The task:
Retype each of the following rows exactly as it appears, keeping every line.

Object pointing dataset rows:

◇ ◇ ◇ ◇ ◇

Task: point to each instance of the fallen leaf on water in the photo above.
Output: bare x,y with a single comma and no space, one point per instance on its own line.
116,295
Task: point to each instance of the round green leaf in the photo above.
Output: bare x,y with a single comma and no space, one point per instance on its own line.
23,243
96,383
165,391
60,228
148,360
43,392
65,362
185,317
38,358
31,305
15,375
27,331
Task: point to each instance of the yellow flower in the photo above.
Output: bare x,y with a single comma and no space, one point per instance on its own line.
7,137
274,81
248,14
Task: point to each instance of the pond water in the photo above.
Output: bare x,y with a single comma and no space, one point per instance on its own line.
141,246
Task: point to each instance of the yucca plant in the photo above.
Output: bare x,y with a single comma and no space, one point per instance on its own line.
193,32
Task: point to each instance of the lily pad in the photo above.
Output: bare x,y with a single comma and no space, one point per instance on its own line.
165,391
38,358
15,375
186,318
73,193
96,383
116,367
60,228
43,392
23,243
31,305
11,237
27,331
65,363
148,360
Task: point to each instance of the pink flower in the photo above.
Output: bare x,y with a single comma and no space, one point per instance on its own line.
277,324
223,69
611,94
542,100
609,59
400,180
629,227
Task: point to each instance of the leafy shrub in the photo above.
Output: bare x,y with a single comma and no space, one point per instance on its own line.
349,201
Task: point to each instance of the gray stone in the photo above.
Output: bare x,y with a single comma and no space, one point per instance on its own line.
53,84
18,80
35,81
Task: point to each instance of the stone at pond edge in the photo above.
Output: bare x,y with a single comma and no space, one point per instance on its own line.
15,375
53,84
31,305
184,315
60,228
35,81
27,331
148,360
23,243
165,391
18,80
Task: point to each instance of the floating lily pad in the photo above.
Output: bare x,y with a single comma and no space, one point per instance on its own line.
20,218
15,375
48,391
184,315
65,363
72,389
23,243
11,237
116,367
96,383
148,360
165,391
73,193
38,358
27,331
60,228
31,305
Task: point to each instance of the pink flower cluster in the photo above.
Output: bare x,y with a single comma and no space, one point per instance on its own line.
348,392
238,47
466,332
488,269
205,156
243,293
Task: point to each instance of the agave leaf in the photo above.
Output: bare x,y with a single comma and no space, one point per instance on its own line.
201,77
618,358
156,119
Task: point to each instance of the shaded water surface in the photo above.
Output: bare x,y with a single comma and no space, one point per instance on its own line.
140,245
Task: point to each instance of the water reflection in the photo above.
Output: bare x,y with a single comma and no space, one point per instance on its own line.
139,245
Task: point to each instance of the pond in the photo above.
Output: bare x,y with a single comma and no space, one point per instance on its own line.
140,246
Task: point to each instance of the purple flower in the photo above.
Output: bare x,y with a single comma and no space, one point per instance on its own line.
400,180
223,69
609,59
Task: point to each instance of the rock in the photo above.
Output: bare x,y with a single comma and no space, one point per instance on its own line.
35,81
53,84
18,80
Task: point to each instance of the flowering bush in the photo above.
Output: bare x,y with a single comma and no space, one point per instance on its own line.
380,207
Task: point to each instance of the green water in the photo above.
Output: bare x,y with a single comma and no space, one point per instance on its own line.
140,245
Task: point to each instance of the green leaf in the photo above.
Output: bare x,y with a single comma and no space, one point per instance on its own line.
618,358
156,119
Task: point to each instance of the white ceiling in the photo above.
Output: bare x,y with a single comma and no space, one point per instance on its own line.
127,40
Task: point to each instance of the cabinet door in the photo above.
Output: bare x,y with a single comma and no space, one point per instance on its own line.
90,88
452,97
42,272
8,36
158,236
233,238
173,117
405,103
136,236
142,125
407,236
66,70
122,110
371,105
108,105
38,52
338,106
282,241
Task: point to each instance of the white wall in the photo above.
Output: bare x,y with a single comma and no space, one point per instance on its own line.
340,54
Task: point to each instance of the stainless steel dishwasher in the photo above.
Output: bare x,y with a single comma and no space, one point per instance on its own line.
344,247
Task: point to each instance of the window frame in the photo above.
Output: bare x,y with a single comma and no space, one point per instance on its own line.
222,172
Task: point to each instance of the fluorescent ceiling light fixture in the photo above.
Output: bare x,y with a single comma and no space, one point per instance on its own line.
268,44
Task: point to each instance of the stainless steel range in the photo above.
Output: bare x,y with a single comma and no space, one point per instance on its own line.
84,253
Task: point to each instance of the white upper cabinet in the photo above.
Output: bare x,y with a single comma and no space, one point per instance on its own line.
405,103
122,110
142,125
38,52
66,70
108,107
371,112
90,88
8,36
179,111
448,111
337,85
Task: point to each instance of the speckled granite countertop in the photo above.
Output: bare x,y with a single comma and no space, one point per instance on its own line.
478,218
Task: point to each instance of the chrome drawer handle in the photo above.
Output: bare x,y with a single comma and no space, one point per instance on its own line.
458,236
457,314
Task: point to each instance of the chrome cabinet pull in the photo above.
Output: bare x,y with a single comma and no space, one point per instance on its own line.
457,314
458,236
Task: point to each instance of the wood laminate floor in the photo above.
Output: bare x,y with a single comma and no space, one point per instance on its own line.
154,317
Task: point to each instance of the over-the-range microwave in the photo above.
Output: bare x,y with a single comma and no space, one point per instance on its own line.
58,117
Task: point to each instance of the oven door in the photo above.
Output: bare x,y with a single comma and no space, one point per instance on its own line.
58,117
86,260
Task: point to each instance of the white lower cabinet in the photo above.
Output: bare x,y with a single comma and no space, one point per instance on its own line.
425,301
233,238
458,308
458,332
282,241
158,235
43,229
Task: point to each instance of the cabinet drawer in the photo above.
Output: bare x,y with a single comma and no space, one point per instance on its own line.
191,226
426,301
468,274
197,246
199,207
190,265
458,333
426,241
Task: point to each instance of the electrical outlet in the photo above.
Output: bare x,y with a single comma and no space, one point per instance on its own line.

◇ ◇ ◇ ◇ ◇

Solution:
Task: point to each instance of the fallen leaf on water in the photo above.
Output: bare x,y with a single comma and no space, one point per instance on its own line.
116,295
Task: point to each instance of the round green leaf in the photo above.
Output: bare x,y with a single comma and no space, one point per instance on its own line.
23,243
96,383
165,391
60,228
148,360
43,392
65,362
185,317
38,358
31,305
15,375
27,331
Task: point to each instance of the yellow flower in the photo above.
Output: bare x,y with a single comma and no space, one point per instance on its own line.
7,137
274,81
248,14
Task: point to each instance of the pond water in the photo above.
Output: bare x,y with a single comma and no space, one point per instance on its own line.
141,246
Task: point to each instance of the yucca plant in the photo above.
Output: bare x,y with a single comma and no space, one point per instance on its own line.
193,32
Task: point to each instance of the lily pad in the photo above.
Output: bare x,y with a single comma and no space, one point per instance on its own line.
165,391
38,358
15,375
186,318
73,193
96,383
116,367
60,228
43,392
23,243
31,305
11,237
27,331
65,363
148,360
Task: point to each instance of the pink flower in the photo above.
Output: bare x,y with a single comma and no space, one point per instance on its own line.
277,324
223,69
611,94
542,100
609,59
400,180
629,227
Task: point to each instance of the leafy shrub in the photo above.
Output: bare x,y with a single comma and no space, one point per instance on its own line.
349,201
Task: point to each instance of the gray stone in the photo above.
Output: bare x,y with a single comma and no space, one point per instance on its own line.
53,84
18,80
35,81
Task: point to each instance of the stone at pond edge in the photo above.
Output: bare x,y with a single comma and no space, one point per instance on its own line.
15,375
53,84
31,305
184,315
60,228
35,81
27,331
148,360
23,243
165,391
18,80
Task: point to each instance of the floating lily pad in the photo above.
Output: bare x,y with a single comma and no space, one point per instance on its own line.
20,218
15,375
48,391
184,315
65,363
72,389
23,243
11,237
116,367
96,383
148,360
165,391
73,193
38,358
27,331
60,228
31,305
Task: point to each instance of the pink flower cluster in the photo above.
Output: bare x,y with a single comma and no space, one point per instance on its own line.
348,392
238,47
466,332
488,269
205,156
243,293
Task: point to each instance of the agave leaf in the photo above.
Output: bare x,y with a single comma and no space, one point per instance on its own line.
201,77
618,358
156,119
Task: point to each instance of the shaded water surface in the photo above.
Output: bare x,y with a single comma and no space, one point per instance on its own line.
140,245
Task: point to each instance of the water reflection in the photo above.
Output: bare x,y with a single comma and no space, one point per instance on its own line.
139,245
Task: point to each instance of the pond in the photo above.
Output: bare x,y with a single comma and no space, one point per instance on its own line.
140,246
Task: point to each instance of the purple flower in the photo above.
Output: bare x,y with a single comma and no space, one point per instance on its own line.
400,180
223,69
609,59
Task: point to each instance of the rock in the photo above.
Output: bare x,y with a single comma and no space, one point per instance on its own line.
35,81
53,84
18,80
Task: point to each instance of the flowering bush in the photo above.
Output: bare x,y with a single comma and no space, one point per instance on its own line.
380,207
Task: point to each instance of the green water in the photo above.
Output: bare x,y with a single comma and no space, one point per instance on its own line.
140,245
Task: point to each instance of the green leaf in the photo above.
Output: bare x,y with a single comma and no space, one point per instance on its own line.
618,358
156,119
Task: point to each instance of the white ceiling in the photo above.
Output: bare x,y with a single comma and no space, one point per instance on its own line.
127,40
Task: point to each instance of the cabinet door in the photo above.
Output: bare x,y with a single comma and no space, one point per instance on its own line.
90,88
452,97
42,272
8,36
158,236
233,238
173,117
405,103
136,236
142,125
407,236
66,70
122,110
371,105
108,105
38,52
338,106
282,241
Task: point to each instance of the white wall in the photo above.
Output: bare x,y with a single comma and no space, one point per instance on its own line.
340,54
Task: point to each instance of the stainless steel dishwasher in the photo above.
Output: bare x,y with a single comma and no space, one point per instance on its own line.
344,247
Task: point to each instance of the window frame in the photo above.
Output: bare x,y with a single comma and no space, one point per instance on its own line.
222,172
Task: point to each instance of the fluorescent ceiling light fixture in the photo above.
Output: bare x,y with a single comma and no space, one point per instance on its own line.
268,44
Task: point to each instance of the stainless steel range in the photo above.
Output: bare x,y with a single comma and no space, one point per instance on its own line.
84,253
Task: point to each instance of the white upper cabinet in the photo above.
Output: bare x,y with a single comma and no space, one point per instance on its own line.
405,103
122,110
142,125
38,52
66,70
108,107
371,112
90,88
8,36
179,111
448,111
337,85
Task: point to each instance of the speckled granite countertop in the photo above.
Output: bare x,y with a single comma and no space, one point per instance on its own line.
478,218
Task: point to each instance of the chrome drawer handle in the photo above.
Output: bare x,y with a single comma and no space, one point per instance on its own line.
458,236
457,314
Task: point to each instance of the chrome cabinet pull in the photo above.
Output: bare x,y with a single comma and no space, one point per instance on its own line.
457,314
458,236
Task: point to each instance of the wood laminate floor in the photo above.
Output: bare x,y with a single comma and no space, one point per instance on its own line.
154,317
Task: point to each instance of the over-the-range microwave in the photo above.
Output: bare x,y with a single comma and no space, one point per instance on its own line.
58,117
Task: point to each instance of the oven door in the photo above.
Output: bare x,y with a single comma and no space, one point per instance on its own line.
58,117
86,260
Task: point to each instance of the white lower cabinet in the photo above.
Output: bare x,y with a single comma and no space, one point per instance on its own line.
425,301
233,238
458,308
458,332
282,241
158,235
43,229
Task: point to each instance of the cabinet drawer in the photo above.
Output: bare x,y with a single comma and no space, one point per instance on its own line.
191,226
426,301
468,274
197,246
199,207
190,265
458,333
426,241
Task: point to each instance of the electrical outlet in the photo above.
Output: bare x,y with a single comma and no space, one point per instance on its own line.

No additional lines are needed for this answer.